## Given request
Below are the records. Restate word for word every line from the one that contains "Place one keypoint on each instance of the tall" through the final line, both included.

>> Begin Listed records

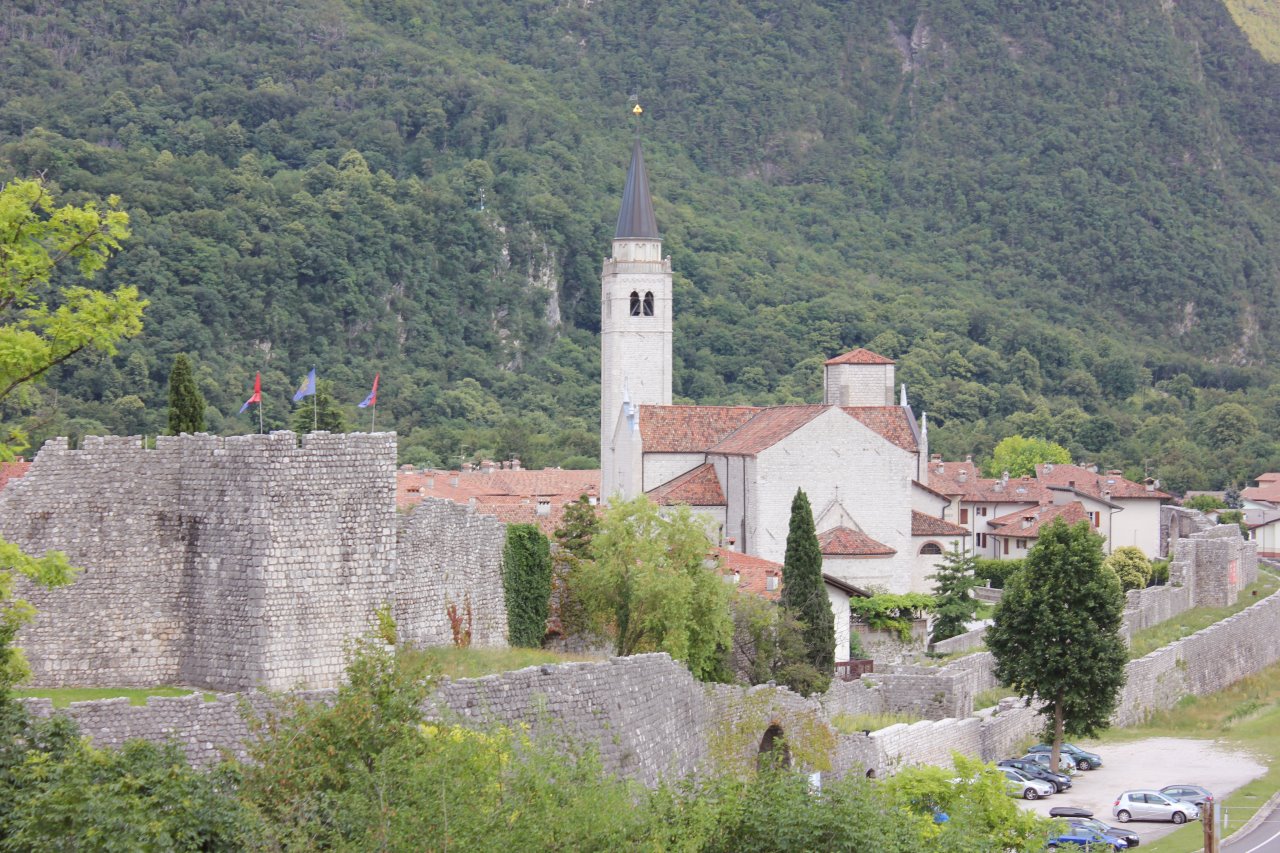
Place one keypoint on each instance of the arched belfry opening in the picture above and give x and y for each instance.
(773, 749)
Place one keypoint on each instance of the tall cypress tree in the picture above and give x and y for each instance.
(803, 589)
(186, 402)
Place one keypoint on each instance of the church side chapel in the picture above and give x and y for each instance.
(860, 457)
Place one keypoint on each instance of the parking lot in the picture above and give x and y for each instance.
(1152, 763)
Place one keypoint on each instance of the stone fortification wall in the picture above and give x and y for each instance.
(449, 555)
(223, 562)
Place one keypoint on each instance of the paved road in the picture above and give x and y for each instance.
(1265, 838)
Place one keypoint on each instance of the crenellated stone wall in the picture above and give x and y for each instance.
(238, 562)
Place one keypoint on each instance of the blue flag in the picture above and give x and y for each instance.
(309, 386)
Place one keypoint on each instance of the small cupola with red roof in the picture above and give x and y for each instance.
(859, 378)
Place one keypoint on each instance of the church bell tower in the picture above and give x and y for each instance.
(635, 323)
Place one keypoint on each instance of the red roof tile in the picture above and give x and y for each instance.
(766, 429)
(846, 542)
(1011, 523)
(1095, 484)
(859, 356)
(689, 429)
(927, 525)
(699, 487)
(890, 422)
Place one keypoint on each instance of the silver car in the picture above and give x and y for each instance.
(1152, 806)
(1019, 784)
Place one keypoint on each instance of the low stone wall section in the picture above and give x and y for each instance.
(448, 553)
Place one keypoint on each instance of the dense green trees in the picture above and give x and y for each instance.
(186, 402)
(428, 190)
(952, 582)
(804, 594)
(526, 580)
(648, 585)
(1056, 632)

>> End Listed records

## Reply
Place one keypoint on each instance of the tall cypress tree in the picture above and give x and y for each instance.
(803, 589)
(186, 402)
Place one keypoint on each instance of the church side chapel in the picture above and give x and y for each instance.
(860, 457)
Place one keypoint on each instance of the parking lot in the picture above and give x and y for each instance.
(1152, 763)
Place one keypoint on each instance of the stone fortification wall in the picture above and give x and y for each instance.
(449, 555)
(223, 562)
Place one keypoint on each instance of the paved road in the picture above and give x and y for each instance.
(1265, 838)
Place one keypoint on each instance of the crenellated stone wall in the picture above and give x and y for each instance.
(238, 562)
Place one keypoint on each instance of the blue flag in the picture above and give x and y for each instance.
(309, 386)
Place one keypoint on each instance of the small cupola with red roof in the picture above and give x and y for each instance.
(859, 378)
Place one keypoint on each instance of the church bell tower in the picture above and give x and y for each instance.
(635, 323)
Place one keypoint on each instance of the red roof tile in the picture above and give x and y for each instance.
(766, 429)
(846, 542)
(1011, 523)
(1095, 484)
(859, 356)
(689, 429)
(927, 525)
(699, 487)
(890, 422)
Place one keypoint on each instance of the silver car in the picture above and give x and y for each instance.
(1152, 806)
(1019, 784)
Place one keypoint on each instance of the low stone wall section in the picture above and give x and y for each instance.
(448, 553)
Place one keypoint on each instance of the dense green trees in the picture above and give x and y for each instance.
(186, 402)
(428, 190)
(952, 582)
(804, 594)
(526, 580)
(648, 585)
(1056, 632)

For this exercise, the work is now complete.